**What the task asks:** Write out the listing below in full and exactly, leaving out every picture.

**Lines of data:**
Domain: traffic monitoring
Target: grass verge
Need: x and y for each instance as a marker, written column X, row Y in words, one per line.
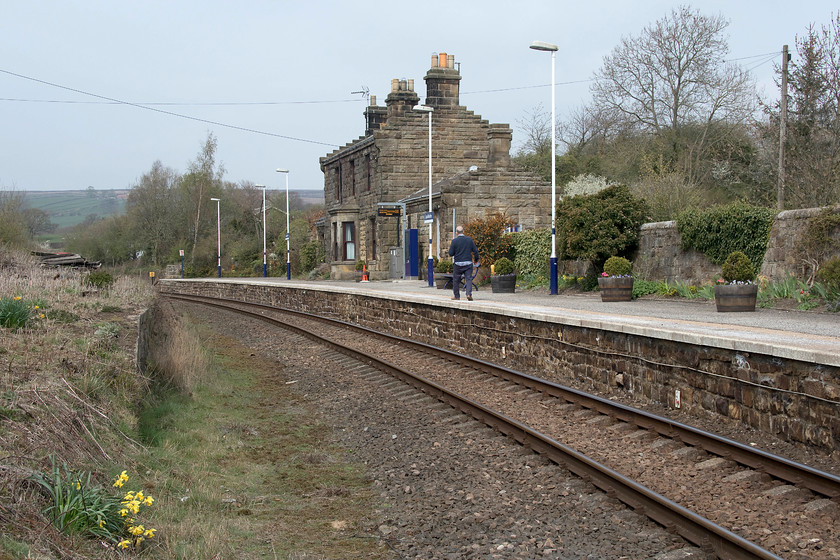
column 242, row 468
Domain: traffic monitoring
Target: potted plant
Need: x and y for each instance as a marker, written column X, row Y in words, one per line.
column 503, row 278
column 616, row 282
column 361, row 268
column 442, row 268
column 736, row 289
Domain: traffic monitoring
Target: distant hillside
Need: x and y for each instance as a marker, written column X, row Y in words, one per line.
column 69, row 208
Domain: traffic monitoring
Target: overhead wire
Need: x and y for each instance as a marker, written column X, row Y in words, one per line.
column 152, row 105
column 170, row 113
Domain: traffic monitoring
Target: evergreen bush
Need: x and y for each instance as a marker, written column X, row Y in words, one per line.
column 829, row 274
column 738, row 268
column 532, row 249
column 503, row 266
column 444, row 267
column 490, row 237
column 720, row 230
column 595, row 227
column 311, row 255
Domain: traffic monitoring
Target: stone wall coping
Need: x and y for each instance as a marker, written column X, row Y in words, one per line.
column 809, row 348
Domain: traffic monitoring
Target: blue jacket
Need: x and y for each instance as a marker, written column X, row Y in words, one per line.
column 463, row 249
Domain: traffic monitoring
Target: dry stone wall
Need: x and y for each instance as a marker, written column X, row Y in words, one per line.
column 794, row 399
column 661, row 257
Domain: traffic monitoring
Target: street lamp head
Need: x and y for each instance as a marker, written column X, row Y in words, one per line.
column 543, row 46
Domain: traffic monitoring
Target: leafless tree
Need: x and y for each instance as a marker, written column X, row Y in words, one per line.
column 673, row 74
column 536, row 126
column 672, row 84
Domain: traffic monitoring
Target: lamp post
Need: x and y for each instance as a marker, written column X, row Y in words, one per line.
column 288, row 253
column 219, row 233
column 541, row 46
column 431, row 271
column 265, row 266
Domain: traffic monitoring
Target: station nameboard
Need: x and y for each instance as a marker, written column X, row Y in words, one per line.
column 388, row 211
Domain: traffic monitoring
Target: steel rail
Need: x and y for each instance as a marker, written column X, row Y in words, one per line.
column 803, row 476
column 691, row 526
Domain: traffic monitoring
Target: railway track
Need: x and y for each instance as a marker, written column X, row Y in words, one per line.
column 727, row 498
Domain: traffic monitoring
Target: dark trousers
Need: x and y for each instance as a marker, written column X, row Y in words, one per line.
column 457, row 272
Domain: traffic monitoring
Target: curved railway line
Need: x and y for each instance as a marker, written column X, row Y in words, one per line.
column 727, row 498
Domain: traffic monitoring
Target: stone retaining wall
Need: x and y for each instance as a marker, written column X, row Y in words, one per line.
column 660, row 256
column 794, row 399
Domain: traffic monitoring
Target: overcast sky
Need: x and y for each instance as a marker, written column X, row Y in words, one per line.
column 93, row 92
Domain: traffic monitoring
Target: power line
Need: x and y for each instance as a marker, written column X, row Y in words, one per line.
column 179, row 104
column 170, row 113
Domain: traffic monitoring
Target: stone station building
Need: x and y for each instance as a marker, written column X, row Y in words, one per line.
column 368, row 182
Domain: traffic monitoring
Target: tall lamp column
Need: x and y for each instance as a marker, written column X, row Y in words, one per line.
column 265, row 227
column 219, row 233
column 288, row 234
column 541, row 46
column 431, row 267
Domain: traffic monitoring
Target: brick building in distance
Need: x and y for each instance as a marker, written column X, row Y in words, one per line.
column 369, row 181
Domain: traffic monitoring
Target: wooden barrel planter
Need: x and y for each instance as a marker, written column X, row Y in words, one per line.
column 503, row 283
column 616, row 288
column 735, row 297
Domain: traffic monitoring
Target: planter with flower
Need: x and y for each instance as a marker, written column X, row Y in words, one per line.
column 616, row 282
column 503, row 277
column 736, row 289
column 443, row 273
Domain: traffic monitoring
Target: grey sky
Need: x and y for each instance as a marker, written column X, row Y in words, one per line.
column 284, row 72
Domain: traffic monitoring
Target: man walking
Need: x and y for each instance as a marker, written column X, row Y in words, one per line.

**Result for this task:**
Domain: traffic monitoring
Target: grass verge
Need: x and y for each instance as a marker, written column X, row Y in words, one per line.
column 242, row 468
Domain: traffic monitoring
Target: potted plant
Need: x and y for each instance as a marker, written column X, row Y in words, one per line.
column 503, row 278
column 616, row 282
column 361, row 268
column 442, row 268
column 736, row 289
Domain: traffic monitoring
Target: distant hillside
Need: x and y for each instance as a marker, written column X, row Y in words, one per line.
column 69, row 208
Domain: traffic monitoring
Target: overhead wire
Need: x and y for each instance as a marker, written column X, row Y in words, one per line.
column 152, row 105
column 170, row 113
Domain: traffic monitoring
Target: evergreen bush
Need: x and y for each instance as a marker, written column X, row Y in words, one per line.
column 829, row 274
column 738, row 268
column 532, row 249
column 503, row 266
column 444, row 267
column 490, row 237
column 720, row 230
column 595, row 227
column 311, row 255
Domain: traffic monitoring
Target: stone wall coping
Need: x and y for each instance as a marker, written column X, row Y in words, one per line.
column 809, row 348
Domain: traffic monitoring
Target: blue jacket
Need: x and y for each instance as a marker, written column X, row Y in words, one per line.
column 463, row 249
Domain: traffic monitoring
Target: dry stone wall
Need: x and y for each instance as a marker, written column X, row Y in words, one per line.
column 794, row 399
column 661, row 257
Domain: traffic monitoring
Target: street lamp head
Need: x and y for each instance as a marker, written column X, row Y in words, one per line.
column 543, row 46
Domain: traffic monitoring
Target: leafless tree
Need: x and y for each instance as a marker, written column X, row Y in words, one per line.
column 673, row 74
column 536, row 126
column 672, row 84
Domain: traffic monitoring
Target: lamp post
Need: x and y for each instance as a marker, written column X, row Y in words, one per line.
column 288, row 253
column 219, row 233
column 541, row 46
column 431, row 271
column 265, row 266
Domain: traffic monitoring
Target: station nameboard
Need: x and y for each instance as a marker, written column X, row Y in words, one per line.
column 388, row 211
Domain: traffic monitoring
Target: steel rail
Need: x and y for each instance as a marker, written column X, row Y in words, one per line.
column 803, row 476
column 691, row 526
Domain: traffic monitoring
Target: railway track
Need: x and y for each instance as a marker, written column X, row Y in words, one per line.
column 727, row 498
Domain: traffic monitoring
Target: dark trousers
Need: x and y for each instance as a marker, written column X, row Y in words, one per line.
column 457, row 272
Domain: traffic monitoring
Target: curved railway line
Need: x and y for each instance as a marker, written column X, row Y in words, one per line.
column 727, row 498
Domain: traffic monitoring
Target: stone retaining wall
Need: x and y for each instance as a marker, written column X, row Y in words, one per line.
column 660, row 256
column 794, row 399
Domain: traffic monitoring
Target: overcast sky
Need: x and y for each instance as a marker, written column X, row Y in words, one per line.
column 93, row 92
Domain: traffic monitoring
Target: power line
Need: x and y for each instance as a marker, written column X, row Y in words, one per line.
column 179, row 104
column 170, row 113
Domain: traffic monitoring
Target: stone station building
Need: x and y for each instance as a marker, written column X, row Y in words, one per line.
column 368, row 182
Domain: traffic monitoring
Target: tall lamp column
Need: x and y for each instance as a marker, written column X, row Y in words, one per line.
column 265, row 227
column 219, row 233
column 288, row 234
column 541, row 46
column 431, row 267
Domain: traffic monitoring
Target: brick building in distance
Need: x and y for each instance as a marker, written column X, row Y in words, one per line.
column 369, row 181
Domain: traffic monitoring
Target: wooden barrel planter
Need: x and y for each instance as a marker, written column X, row Y in words, one per line.
column 503, row 283
column 616, row 288
column 735, row 297
Domain: traffic monitoring
Target: planter with flower
Need: x and y for each instance as a marker, written column X, row Y in words, one per line.
column 616, row 282
column 503, row 277
column 736, row 289
column 443, row 273
Domain: traffic monitoring
Target: grey sky
Need: x and y for each instance as a marker, written column X, row Y in words, one per line.
column 284, row 72
Domain: traffic monitoring
Target: man walking
Need: x and y for each instance as a marker, written column X, row Y in words, one per line.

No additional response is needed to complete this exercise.